WHAT NEEDS TO BE DONE -
Copy the entries exactly, leaving out nothing.

[Records from a data collection]
#####

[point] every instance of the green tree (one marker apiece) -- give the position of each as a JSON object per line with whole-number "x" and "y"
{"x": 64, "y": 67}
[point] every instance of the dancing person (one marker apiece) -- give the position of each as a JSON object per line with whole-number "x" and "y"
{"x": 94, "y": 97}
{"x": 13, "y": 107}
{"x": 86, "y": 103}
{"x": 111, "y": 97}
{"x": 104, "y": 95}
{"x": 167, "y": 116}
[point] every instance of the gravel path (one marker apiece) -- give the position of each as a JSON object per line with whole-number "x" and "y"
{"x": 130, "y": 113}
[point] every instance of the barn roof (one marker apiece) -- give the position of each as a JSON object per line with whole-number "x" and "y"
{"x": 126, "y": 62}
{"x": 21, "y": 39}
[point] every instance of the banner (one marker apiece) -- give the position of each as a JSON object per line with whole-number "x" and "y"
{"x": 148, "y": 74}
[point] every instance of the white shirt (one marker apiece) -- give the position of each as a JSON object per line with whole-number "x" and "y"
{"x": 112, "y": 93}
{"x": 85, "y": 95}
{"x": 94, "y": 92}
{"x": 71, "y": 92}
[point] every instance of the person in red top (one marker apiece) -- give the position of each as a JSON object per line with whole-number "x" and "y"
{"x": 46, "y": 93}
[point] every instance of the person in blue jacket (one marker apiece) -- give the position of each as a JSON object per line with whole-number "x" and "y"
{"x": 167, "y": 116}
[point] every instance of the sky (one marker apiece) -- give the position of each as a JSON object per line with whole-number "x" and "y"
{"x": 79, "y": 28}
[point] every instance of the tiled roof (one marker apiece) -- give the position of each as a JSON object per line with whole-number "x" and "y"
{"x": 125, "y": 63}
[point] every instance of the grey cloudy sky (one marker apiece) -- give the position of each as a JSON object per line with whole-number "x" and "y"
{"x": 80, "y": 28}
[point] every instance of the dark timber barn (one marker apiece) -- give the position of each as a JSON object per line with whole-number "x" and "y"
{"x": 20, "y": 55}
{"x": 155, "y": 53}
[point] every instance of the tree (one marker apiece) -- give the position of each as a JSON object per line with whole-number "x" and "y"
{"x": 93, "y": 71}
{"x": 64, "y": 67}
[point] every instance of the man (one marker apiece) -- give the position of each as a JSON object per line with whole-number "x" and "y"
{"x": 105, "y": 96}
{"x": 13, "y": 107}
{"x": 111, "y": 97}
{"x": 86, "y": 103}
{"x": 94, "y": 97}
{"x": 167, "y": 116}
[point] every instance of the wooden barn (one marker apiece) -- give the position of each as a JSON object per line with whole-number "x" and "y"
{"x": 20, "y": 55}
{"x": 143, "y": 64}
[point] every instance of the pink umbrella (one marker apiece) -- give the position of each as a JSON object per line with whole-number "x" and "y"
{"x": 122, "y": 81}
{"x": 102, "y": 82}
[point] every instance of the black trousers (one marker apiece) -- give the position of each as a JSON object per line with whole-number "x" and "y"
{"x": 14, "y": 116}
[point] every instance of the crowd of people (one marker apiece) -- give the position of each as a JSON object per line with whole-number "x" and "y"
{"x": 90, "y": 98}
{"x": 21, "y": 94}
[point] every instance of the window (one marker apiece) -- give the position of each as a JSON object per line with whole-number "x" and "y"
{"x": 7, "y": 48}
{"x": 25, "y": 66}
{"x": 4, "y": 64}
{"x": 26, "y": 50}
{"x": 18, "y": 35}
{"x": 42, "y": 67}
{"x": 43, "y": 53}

#####

SOLUTION FOR THIS EXERCISE -
[point] every instance of the green tree (one marker apiece) -- give the position of each as a JSON object per line with whole-number "x" and "y"
{"x": 64, "y": 67}
[point] every instance of the dancing person (one marker apiece) -- give the position of each as a JSON object per line with whole-number "x" and "y"
{"x": 94, "y": 97}
{"x": 13, "y": 107}
{"x": 86, "y": 103}
{"x": 111, "y": 97}
{"x": 104, "y": 95}
{"x": 167, "y": 116}
[point] every instance of the gravel path (one marker apiece) -- give the position of each as a JSON object per line with whole-number "x" and "y"
{"x": 130, "y": 113}
[point] every instance of the barn roof (one marker apiece) -- give the position of each as a JSON object per line with whole-number "x" and "y"
{"x": 126, "y": 62}
{"x": 21, "y": 39}
[point] every instance of the banner (one marker apiece) -- give the position of each as a JSON object per line with whole-number "x" and "y"
{"x": 148, "y": 74}
[point] every instance of the white shirt (one marker apiece) -- give the position of each as a JSON object per line with whole-number "x" and "y"
{"x": 112, "y": 93}
{"x": 85, "y": 95}
{"x": 94, "y": 92}
{"x": 71, "y": 92}
[point] every instance of the person in red top (one marker apiece) -- give the position of each as a JSON object per line with whole-number "x" and "y"
{"x": 46, "y": 93}
[point] every instance of the person in blue jacket (one marker apiece) -- give the position of each as a JSON object per line with whole-number "x" and "y"
{"x": 167, "y": 116}
[point] every instance of the sky (one marker apiece) -- give the position of each as a JSON object per line with whole-number "x" and "y"
{"x": 79, "y": 28}
[point] every instance of the tiled roof (one marker apiece) -- give the position of each as a JSON object per line with whole-number "x" and "y"
{"x": 125, "y": 63}
[point] every instance of the grey cloudy sky (one marker apiece) -- give the position of each as a JSON object per line with whole-number "x" and "y"
{"x": 80, "y": 28}
[point] every instance of the dark timber barn (one marker apiece) -- give the position of each as a JSON object per line with whole-number "x" and "y"
{"x": 20, "y": 55}
{"x": 155, "y": 53}
[point] every instance of the tree (one marker apiece) -- give the position of each as a JSON object per line with whole-number "x" and "y"
{"x": 93, "y": 71}
{"x": 64, "y": 67}
[point] every instance of the man (one marker apiece) -- give the position of each as a JSON object per line with whole-number "x" and "y"
{"x": 105, "y": 96}
{"x": 13, "y": 107}
{"x": 111, "y": 97}
{"x": 86, "y": 103}
{"x": 94, "y": 97}
{"x": 167, "y": 116}
[point] every instance of the wooden barn (one marker apiece) -- give the position of each as a JSON object per line with whole-number "x" and "y"
{"x": 20, "y": 55}
{"x": 143, "y": 64}
[point] every instance of the pink umbrella (one marker apiece) -- give the position of each as a JSON object per line with whole-number "x" and "y"
{"x": 122, "y": 81}
{"x": 102, "y": 82}
[point] every instance of the black trousers (one marker apiece) -- give the position of each as a JSON object per line with whole-number "x" and "y"
{"x": 14, "y": 116}
[point] every instance of the crowd of people (one marker apiece) -- give the position of each as a JSON object per line with whole-number "x" and "y"
{"x": 90, "y": 98}
{"x": 21, "y": 94}
[point] every instance of the window (one marker apiece) -- give the position of each as a JSON object per line with whole-number "x" and "y"
{"x": 7, "y": 48}
{"x": 25, "y": 66}
{"x": 4, "y": 64}
{"x": 26, "y": 50}
{"x": 18, "y": 35}
{"x": 42, "y": 67}
{"x": 43, "y": 53}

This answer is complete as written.